#### Listing
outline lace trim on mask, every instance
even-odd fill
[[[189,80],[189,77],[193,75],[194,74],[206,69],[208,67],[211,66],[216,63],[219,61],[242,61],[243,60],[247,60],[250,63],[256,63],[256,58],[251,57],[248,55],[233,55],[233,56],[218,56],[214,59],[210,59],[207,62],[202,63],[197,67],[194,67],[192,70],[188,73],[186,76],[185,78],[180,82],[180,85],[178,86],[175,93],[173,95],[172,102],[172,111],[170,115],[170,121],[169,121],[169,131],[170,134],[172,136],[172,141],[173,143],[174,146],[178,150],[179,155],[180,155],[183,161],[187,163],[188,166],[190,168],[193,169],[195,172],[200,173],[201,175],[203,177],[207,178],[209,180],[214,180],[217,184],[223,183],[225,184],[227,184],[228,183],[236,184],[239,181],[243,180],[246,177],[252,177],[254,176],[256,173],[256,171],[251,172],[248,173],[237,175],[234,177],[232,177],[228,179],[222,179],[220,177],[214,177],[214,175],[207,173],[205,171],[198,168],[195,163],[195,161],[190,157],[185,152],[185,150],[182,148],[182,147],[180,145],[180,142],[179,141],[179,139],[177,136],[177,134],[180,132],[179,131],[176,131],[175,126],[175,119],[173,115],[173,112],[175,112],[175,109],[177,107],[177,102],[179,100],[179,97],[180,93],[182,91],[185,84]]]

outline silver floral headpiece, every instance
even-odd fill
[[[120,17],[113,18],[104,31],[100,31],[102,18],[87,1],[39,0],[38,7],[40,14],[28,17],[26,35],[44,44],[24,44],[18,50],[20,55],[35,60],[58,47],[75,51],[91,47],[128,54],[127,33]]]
########
Reproduce the entire listing word for word.

■ **Task answer**
outline lace trim on mask, every instance
even-odd fill
[[[189,80],[189,77],[193,75],[194,74],[206,69],[208,67],[211,66],[216,63],[219,61],[242,61],[243,60],[247,60],[250,63],[256,63],[256,58],[251,57],[248,55],[233,55],[233,56],[218,56],[214,59],[210,59],[207,62],[202,63],[197,67],[194,67],[192,70],[188,73],[186,76],[185,78],[180,82],[180,85],[178,86],[175,93],[173,95],[172,102],[172,111],[170,115],[170,121],[169,121],[169,131],[170,134],[172,136],[172,141],[173,143],[174,146],[178,150],[179,155],[180,155],[183,161],[187,163],[188,166],[190,168],[193,169],[195,172],[200,173],[201,175],[203,177],[207,178],[209,180],[214,180],[217,184],[223,183],[225,184],[227,184],[228,183],[236,184],[239,181],[243,180],[246,177],[252,177],[254,176],[256,173],[256,171],[251,172],[248,173],[237,175],[234,177],[232,177],[228,179],[222,179],[220,177],[214,177],[214,175],[207,173],[205,171],[198,168],[195,163],[195,161],[190,157],[185,152],[185,150],[182,148],[182,147],[180,145],[180,142],[179,141],[179,139],[177,136],[177,134],[180,132],[179,131],[176,131],[175,126],[175,119],[173,115],[173,112],[175,112],[175,109],[177,107],[177,102],[179,100],[179,97],[180,93],[182,91],[185,84]]]

outline silver floral headpiece, every instance
even-odd fill
[[[120,17],[113,18],[104,31],[100,31],[102,18],[87,1],[39,0],[38,7],[40,14],[28,17],[26,35],[44,44],[24,44],[18,50],[20,55],[35,60],[58,47],[75,51],[91,47],[128,54],[127,33]]]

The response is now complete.